▶ [Work request]:
Reproduce the entries below verbatim, from the first line up to and including the line that contains "142L73 136L59 127ZM74".

- Opening Delimiter -

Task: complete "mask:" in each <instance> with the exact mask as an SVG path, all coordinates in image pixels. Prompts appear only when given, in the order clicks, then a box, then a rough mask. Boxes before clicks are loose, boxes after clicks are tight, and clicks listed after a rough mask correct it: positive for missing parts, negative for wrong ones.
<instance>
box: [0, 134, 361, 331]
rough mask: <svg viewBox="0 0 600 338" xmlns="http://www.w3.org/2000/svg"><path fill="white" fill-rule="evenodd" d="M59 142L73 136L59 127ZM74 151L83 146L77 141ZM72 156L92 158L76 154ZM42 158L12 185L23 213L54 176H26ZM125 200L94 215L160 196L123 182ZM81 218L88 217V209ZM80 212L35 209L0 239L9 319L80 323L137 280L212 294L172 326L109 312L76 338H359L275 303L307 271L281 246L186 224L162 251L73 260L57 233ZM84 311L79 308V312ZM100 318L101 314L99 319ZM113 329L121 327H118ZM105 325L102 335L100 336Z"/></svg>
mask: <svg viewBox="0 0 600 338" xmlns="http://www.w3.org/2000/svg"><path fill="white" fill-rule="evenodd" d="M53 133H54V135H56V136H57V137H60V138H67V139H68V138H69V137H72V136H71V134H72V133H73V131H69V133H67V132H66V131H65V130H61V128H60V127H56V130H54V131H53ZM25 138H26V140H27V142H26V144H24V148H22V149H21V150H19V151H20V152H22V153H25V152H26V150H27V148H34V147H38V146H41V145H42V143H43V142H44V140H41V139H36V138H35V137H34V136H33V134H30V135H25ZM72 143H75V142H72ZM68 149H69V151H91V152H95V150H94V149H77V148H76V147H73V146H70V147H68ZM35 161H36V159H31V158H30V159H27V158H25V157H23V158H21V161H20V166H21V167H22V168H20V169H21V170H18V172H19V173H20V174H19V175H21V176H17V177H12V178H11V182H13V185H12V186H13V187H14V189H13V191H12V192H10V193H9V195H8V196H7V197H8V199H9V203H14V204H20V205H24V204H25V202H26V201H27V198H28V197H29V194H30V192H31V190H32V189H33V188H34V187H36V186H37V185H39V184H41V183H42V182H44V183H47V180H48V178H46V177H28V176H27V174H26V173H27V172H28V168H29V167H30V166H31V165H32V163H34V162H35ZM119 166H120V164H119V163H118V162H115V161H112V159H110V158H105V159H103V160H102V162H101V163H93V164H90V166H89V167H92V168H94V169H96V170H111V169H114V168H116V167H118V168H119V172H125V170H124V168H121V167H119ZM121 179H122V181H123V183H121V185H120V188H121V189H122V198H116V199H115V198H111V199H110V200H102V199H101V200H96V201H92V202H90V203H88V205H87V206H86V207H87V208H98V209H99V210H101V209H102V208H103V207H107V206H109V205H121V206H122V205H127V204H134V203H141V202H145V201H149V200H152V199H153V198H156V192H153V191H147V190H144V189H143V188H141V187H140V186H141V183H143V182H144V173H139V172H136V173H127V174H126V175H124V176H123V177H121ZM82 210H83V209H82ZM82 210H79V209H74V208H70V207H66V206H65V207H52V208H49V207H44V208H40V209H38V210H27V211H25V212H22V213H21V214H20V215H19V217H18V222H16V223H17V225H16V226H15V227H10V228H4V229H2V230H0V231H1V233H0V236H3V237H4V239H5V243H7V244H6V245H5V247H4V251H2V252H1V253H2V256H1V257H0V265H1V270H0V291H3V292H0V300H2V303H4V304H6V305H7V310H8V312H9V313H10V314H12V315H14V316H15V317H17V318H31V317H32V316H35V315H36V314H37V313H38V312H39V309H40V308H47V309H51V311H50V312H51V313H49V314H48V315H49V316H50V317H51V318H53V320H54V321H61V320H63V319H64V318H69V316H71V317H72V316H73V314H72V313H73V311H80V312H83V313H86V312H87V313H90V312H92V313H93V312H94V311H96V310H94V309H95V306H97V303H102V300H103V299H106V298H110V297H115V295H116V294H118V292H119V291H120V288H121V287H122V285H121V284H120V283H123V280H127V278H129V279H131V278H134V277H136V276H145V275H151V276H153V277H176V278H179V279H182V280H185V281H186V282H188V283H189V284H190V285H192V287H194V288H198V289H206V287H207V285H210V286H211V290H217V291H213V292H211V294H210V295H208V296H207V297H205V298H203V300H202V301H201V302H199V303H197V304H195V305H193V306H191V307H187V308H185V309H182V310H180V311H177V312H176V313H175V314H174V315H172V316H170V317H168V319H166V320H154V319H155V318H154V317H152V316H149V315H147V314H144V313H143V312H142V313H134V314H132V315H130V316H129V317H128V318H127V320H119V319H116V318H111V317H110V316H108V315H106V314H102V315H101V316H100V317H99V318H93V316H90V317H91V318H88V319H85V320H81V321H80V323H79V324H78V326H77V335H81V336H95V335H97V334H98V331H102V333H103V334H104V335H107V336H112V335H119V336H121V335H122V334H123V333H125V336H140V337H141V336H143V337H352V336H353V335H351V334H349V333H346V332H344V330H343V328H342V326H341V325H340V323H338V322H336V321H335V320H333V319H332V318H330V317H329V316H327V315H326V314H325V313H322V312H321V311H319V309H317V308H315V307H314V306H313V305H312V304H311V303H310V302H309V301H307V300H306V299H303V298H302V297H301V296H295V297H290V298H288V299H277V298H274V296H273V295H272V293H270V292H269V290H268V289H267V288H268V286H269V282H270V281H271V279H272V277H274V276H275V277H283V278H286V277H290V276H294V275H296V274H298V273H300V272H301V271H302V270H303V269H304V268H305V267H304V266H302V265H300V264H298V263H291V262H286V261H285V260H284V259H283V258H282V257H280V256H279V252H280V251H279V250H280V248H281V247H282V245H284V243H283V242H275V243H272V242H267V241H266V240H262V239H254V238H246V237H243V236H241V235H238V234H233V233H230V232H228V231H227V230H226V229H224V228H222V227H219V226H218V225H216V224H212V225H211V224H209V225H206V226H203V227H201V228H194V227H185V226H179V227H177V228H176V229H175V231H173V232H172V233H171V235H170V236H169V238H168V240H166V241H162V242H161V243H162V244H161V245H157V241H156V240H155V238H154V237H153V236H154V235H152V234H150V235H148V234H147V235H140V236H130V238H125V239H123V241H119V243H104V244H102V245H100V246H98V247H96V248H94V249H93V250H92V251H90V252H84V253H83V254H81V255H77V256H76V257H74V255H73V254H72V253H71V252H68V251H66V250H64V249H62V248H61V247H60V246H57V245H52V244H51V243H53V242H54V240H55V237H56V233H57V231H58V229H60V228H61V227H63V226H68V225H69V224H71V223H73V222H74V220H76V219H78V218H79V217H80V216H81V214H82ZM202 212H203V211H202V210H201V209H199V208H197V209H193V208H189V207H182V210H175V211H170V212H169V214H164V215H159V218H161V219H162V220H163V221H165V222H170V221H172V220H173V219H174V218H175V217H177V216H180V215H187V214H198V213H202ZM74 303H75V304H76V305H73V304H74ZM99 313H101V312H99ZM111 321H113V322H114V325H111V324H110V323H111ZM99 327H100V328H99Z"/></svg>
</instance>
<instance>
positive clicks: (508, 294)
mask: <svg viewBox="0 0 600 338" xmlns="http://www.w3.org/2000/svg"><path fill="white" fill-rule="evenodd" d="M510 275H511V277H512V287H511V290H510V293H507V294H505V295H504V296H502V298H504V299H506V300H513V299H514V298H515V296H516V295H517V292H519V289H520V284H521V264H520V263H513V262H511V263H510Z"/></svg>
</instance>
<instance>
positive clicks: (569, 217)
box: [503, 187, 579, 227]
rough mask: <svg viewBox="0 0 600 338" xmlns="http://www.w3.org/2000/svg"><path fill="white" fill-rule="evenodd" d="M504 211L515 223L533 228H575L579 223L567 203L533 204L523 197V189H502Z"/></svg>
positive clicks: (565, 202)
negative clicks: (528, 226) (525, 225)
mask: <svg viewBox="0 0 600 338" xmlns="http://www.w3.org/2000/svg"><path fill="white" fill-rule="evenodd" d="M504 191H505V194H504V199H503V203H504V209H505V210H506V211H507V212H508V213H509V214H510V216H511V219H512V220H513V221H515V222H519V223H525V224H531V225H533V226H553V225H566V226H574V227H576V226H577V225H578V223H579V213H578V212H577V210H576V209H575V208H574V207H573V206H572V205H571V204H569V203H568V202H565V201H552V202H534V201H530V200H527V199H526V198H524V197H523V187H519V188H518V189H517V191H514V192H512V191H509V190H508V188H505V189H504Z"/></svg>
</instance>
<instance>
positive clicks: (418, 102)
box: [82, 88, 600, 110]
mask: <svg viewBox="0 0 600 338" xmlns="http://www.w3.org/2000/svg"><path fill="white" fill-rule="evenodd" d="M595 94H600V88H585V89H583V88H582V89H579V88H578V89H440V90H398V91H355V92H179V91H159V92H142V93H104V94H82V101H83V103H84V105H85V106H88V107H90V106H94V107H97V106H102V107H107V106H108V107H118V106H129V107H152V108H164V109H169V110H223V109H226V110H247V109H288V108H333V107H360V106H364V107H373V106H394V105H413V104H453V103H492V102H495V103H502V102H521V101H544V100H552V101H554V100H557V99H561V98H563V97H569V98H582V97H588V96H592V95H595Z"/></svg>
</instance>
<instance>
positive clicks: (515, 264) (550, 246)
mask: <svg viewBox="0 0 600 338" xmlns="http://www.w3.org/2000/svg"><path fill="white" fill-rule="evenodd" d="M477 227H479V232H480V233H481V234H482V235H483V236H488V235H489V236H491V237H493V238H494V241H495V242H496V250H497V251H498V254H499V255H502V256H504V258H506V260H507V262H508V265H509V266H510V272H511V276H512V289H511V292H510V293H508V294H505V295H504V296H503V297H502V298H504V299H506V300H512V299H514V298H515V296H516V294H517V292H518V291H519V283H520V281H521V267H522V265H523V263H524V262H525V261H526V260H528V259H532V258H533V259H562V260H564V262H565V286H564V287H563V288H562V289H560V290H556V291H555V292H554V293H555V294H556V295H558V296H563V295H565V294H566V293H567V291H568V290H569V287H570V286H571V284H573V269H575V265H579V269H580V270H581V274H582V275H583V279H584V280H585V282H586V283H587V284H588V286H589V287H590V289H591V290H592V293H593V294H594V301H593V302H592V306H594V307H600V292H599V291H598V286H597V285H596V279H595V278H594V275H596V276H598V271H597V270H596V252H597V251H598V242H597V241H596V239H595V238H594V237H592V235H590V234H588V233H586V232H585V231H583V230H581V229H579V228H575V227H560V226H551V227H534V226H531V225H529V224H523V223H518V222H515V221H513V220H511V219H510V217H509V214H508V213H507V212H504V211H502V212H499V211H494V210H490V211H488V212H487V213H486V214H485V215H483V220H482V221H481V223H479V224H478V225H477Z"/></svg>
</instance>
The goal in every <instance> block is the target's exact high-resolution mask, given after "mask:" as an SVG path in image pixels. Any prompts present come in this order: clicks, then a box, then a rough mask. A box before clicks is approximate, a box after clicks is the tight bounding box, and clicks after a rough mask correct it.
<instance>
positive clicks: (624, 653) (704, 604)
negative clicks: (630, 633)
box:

- Closing Delimiter -

▶ [Finished exercise]:
Task: complete "mask:" in each <instance> with the exact mask as an SVG path, all coordinates in image pixels. Prompts appear only when given, in the order clicks, then a box, then a rough mask. Boxes before clicks are loose, boxes after clicks are tight, and clicks listed after a rough mask correct it: positive for missing parts, negative for wrong ones.
<instance>
box: [0, 134, 361, 331]
rough mask: <svg viewBox="0 0 600 338" xmlns="http://www.w3.org/2000/svg"><path fill="white" fill-rule="evenodd" d="M59 142L73 136L59 127ZM74 151L83 146L77 141ZM72 156L92 158L76 154ZM42 158L12 185L23 213L54 176H26ZM125 200L94 215L160 196L123 182ZM81 218L88 217V209ZM80 212L35 209L0 239L9 319L80 323L137 280L212 294L172 326L109 312L76 338H359L275 303L307 271L281 246L186 224L162 251L73 260L57 233ZM84 311L79 308V312ZM100 318L101 314L99 319ZM113 329L121 327H118ZM105 325L102 335L100 336Z"/></svg>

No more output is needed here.